Now, researchers in Leibniz, led by Junge and Matthias Beller, have partnered with researchers at DSM Nutritional Products in Switzerland to develop a catalyst with improved activity and recyclability. The new catalyst they have created is based on cobalt nanoparticles modified by nitrogen doped carbon and supported on silica. ‘This new material can be applied as an alternative to the traditional Lindlar catalyst and promote the semi-hydrogenation of a range of vitamin precursors as well as other functionalised alkynes with good yields and selectivities,’ explains Junge.
Antonio Leyva-Pérez, an expert in catalysis at UPV–CSIC in Spain says the work demonstrates ‘that catalysts based on cheap available materials, ie cobalt, melamine and silica, provide a feasible pathway for the synthesis of these industrial intermediates’. ‘Although a plethora of alternatives for the Lindlar catalyst have been reported, this new solid catalyst based on earth-abundant materials is of particular interest,’ he adds. Indeed, the catalyst exhibits high selectivity and can perform selective hydrogenations of C–C triple bond even in the presence of susceptible functional groups, such as a nitro group, thus broadening its versatility in organic synthesis.

* _RECORD SET_
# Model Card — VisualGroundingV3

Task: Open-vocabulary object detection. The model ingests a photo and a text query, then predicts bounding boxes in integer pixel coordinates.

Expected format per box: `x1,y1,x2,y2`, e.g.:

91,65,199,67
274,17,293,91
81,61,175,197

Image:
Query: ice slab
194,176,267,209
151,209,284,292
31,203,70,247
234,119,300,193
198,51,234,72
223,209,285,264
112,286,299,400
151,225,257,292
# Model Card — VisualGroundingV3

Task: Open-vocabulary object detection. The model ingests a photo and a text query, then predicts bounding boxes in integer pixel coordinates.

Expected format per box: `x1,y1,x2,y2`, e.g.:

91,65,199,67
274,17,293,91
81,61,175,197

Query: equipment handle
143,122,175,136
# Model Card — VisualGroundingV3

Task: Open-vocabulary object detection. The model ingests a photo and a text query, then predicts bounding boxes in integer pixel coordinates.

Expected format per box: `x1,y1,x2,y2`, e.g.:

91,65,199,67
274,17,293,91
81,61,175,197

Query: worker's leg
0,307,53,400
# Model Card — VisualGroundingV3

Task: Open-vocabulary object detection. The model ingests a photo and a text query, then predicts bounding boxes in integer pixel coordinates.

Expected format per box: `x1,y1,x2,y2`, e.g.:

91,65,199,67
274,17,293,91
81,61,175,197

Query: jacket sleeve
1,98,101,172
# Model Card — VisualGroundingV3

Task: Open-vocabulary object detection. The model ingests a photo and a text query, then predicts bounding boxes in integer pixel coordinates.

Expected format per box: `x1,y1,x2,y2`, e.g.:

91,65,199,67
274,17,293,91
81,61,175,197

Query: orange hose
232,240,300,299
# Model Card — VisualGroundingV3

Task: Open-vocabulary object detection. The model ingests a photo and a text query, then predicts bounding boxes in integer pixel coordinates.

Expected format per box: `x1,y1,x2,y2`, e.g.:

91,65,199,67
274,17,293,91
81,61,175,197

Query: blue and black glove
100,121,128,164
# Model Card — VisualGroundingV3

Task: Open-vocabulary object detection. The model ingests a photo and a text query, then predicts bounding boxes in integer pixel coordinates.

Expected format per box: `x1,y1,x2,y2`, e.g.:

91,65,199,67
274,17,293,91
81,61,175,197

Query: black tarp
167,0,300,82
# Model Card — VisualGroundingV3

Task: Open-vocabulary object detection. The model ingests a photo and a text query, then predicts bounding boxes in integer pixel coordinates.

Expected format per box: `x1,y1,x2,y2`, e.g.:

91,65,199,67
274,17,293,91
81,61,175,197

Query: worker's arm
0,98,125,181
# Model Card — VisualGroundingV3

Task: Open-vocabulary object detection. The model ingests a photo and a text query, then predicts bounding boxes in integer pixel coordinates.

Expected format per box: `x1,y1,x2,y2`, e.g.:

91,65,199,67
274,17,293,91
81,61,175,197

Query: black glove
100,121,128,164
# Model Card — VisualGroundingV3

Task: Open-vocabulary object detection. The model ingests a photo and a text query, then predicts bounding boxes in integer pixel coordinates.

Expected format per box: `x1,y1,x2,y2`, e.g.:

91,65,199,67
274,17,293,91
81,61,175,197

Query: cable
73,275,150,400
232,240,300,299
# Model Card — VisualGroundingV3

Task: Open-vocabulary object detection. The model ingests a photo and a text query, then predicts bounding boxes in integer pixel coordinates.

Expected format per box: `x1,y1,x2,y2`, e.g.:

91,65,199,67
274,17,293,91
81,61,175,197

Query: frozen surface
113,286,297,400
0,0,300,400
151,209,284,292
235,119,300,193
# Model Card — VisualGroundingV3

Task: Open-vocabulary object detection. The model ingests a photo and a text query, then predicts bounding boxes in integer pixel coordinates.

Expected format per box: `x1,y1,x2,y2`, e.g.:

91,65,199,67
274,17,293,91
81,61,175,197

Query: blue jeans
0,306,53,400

* _TASK LIST_
1. In the cobalt catalyst passage, what material supports the new catalyst?
2. Write out the cobalt catalyst passage from "Antonio Leyva-Pérez, an" to "in organic synthesis.", word for word.
The records have no connection to the text.

* _ANSWERS BELOW_
1. Silica.

2.
Antonio Leyva-Pérez, an expert in catalysis at UPV–CSIC in Spain says the work demonstrates ‘that catalysts based on cheap available materials, ie cobalt, melamine and silica, provide a feasible pathway for the synthesis of these industrial intermediates’. ‘Although a plethora of alternatives for the Lindlar catalyst have been reported, this new solid catalyst based on earth-abundant materials is of particular interest,’ he adds. Indeed, the catalyst exhibits high selectivity and can perform selective hydrogenations of C–C triple bond even in the presence of susceptible functional groups, such as a nitro group, thus broadening its versatility in organic synthesis.